Top of Page text
Peptide nanostructures that punch holes in cancer cells are 'the first step towards efficient nanochemotherapeutics,' say chemists in Canada.
Normand Voyer and colleagues at the University of Laval in Québec have designed a series of modified peptide nanostructures that can puncture cancer cell membranes, leading to the cells' death.
Basing their structures on a membrane-disrupting peptide they had made previously, the researchers engineered analogues that would be selective for cancer cells. The engineered peptides are inactive until they reach cancer cell surfaces where they convert into an active cell membrane disruption agent. Since the enzyme that activates the peptides is over-expressed in prostate cancer cells, normal cells do not activate the peptide to the same extent, leading to the peptides' selectivity.
Bottom of Page text
Top of Dataset content
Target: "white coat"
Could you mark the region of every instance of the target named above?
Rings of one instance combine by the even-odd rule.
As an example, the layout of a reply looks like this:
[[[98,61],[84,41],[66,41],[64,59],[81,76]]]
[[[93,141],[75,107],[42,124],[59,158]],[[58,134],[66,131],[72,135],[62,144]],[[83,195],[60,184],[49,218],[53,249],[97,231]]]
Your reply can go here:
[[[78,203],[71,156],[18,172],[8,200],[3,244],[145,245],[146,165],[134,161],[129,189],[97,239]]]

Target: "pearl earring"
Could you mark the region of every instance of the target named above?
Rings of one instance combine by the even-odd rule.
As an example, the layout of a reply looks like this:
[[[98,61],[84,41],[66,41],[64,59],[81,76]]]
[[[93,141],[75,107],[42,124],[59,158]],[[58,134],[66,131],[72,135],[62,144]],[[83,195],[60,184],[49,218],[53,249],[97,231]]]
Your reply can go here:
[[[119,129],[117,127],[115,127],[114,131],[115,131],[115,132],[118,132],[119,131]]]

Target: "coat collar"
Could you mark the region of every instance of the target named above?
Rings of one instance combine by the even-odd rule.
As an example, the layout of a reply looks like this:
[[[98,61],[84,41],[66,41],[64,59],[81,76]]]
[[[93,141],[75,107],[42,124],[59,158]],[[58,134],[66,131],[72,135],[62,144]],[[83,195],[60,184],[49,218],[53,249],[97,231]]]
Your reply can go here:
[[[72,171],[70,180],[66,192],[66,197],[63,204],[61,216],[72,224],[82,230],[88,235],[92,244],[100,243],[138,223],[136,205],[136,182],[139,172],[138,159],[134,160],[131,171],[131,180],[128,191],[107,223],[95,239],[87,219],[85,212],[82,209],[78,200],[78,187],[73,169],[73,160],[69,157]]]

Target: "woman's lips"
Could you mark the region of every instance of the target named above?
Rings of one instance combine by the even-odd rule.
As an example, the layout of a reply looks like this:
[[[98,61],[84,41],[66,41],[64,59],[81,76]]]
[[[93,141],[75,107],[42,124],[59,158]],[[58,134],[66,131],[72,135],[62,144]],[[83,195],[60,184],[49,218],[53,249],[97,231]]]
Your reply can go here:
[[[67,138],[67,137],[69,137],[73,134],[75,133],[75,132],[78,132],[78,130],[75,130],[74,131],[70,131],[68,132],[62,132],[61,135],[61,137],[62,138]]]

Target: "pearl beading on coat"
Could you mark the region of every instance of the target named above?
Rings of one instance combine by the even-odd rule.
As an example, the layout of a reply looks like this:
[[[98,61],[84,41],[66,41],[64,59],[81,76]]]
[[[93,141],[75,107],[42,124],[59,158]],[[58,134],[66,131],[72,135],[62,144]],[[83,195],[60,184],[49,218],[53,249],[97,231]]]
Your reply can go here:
Bottom of Dataset content
### What you have to do
Pick up the article on peptide nanostructures that attack cancer cells after its last sentence and write the next part.

### Result of the exercise
When cancer cells (left) are treated with peptide nanostructures their cell membranes are destroyed (right) |
Vincent Rotello, an expert in the supramolecular chemistry of biological and materials systems at the University of Massachusetts, Amherst, US, is enthusiastic about the findings. 'While enzymatic activation has been used before for therapeutics,' he says, 'this peptide-based scaffold has great promise due to the modular nature of its construction.' This is because the amino acid building blocks used to assemble the peptides can be readily varied, which provides 'incredible control over the structure and dynamics of the eventual therapeutics,' Rotello adds.
Voyer explains that the work 'illustrates chemists' abilities to design novel nanometre-sized molecular architectures from scratch to address highly challenging problems.' Future efforts will be geared towards 'determining the mechanism of action of this new class of antitumour agents,' he adds.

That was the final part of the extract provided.